═════ Data for the task

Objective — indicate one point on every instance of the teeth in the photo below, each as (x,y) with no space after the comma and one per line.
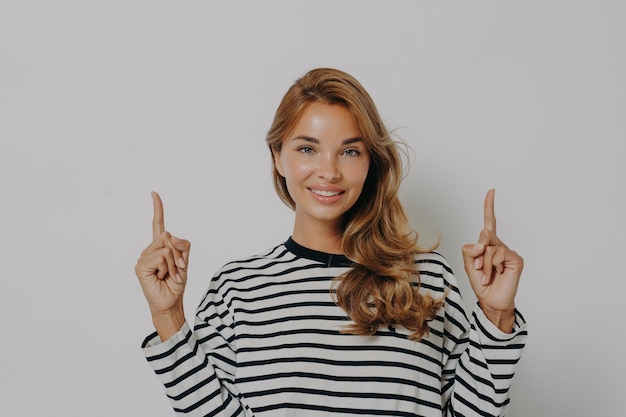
(326,193)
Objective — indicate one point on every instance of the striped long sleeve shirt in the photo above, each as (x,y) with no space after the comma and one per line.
(268,341)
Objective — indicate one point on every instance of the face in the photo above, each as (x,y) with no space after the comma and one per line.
(325,163)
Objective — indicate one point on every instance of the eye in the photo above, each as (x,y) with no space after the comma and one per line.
(352,152)
(305,149)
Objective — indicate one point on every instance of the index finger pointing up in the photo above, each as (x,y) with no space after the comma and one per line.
(158,221)
(490,215)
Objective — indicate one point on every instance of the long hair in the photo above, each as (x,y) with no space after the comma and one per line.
(376,235)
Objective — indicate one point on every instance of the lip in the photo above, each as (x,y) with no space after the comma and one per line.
(326,194)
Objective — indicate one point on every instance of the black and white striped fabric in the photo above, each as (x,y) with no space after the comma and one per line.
(268,342)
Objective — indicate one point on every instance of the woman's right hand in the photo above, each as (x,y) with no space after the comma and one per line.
(162,273)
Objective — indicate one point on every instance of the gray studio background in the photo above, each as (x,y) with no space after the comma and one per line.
(103,101)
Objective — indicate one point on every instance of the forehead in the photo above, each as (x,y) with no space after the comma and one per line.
(326,121)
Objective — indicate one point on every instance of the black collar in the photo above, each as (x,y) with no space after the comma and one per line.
(323,257)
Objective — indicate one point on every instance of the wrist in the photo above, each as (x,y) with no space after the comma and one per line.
(168,323)
(502,319)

══════════

▸ **Task directions**
Arrange every line of the items above as a Markdown table with two columns, Row and Line. Number the rows in order, skip blank lines, and leave out the pictures.

▸ **In response**
| Row | Line |
|---|---|
| 1 | Objective — indicate one point on every instance of the teeth in the photo below, each as (x,y) with no space after the comma and one per line. |
| 2 | (326,193) |
| 3 | Objective — indicate one point on every instance of the striped long sleeve shirt in the photo above, each as (x,y) with no space after the comma and one per line. |
| 4 | (268,341) |
| 5 | Objective — indicate one point on every instance of the face in the photo above, each as (x,y) with no space after the comma and one per line. |
| 6 | (325,163) |
| 7 | Objective — indicate one point on every instance of the eye in the photo above, each as (x,y) with no space after the comma and one per line. |
| 8 | (352,152) |
| 9 | (305,149) |
| 10 | Objective — indicate one point on every instance of the index finger pointing up in the photo above, each as (x,y) with no space after the comma and one per line. |
| 11 | (158,221) |
| 12 | (490,215) |
| 13 | Objective — indicate one point on every instance of the long hair in the photo above, each as (x,y) with no space after the comma and one per line. |
| 14 | (376,235) |
| 15 | Objective — indicate one point on every instance of the lip in the photo above, each as (x,y) with no space after the comma and one per line. |
| 16 | (326,194) |
| 17 | Objective — indicate one point on every instance of the black and white striped fabric in the photo above, each as (x,y) with no space after the comma and one per line. |
| 18 | (268,342) |
| 19 | Objective — indicate one point on every instance of the woman's right hand in the photo above, each as (x,y) with no space after the comma and one per line. |
| 20 | (162,273) |
| 21 | Objective — indicate one point on every instance of the gray studio background in the photo above, each as (x,y) with no space after the comma and one per line. |
| 22 | (103,101) |
| 23 | Objective — indicate one point on every instance of the forehead in the photo above, each as (x,y) with no space after the comma and one per line. |
| 24 | (326,121) |
| 25 | Objective — indicate one point on every instance of the black collar in the photo above, each as (x,y) with no space after the comma and one per line. |
| 26 | (323,257) |
| 27 | Objective — indicate one point on every instance of the wrist in the photo above, each as (x,y) with no space after the comma and one per line. |
| 28 | (168,323) |
| 29 | (502,319) |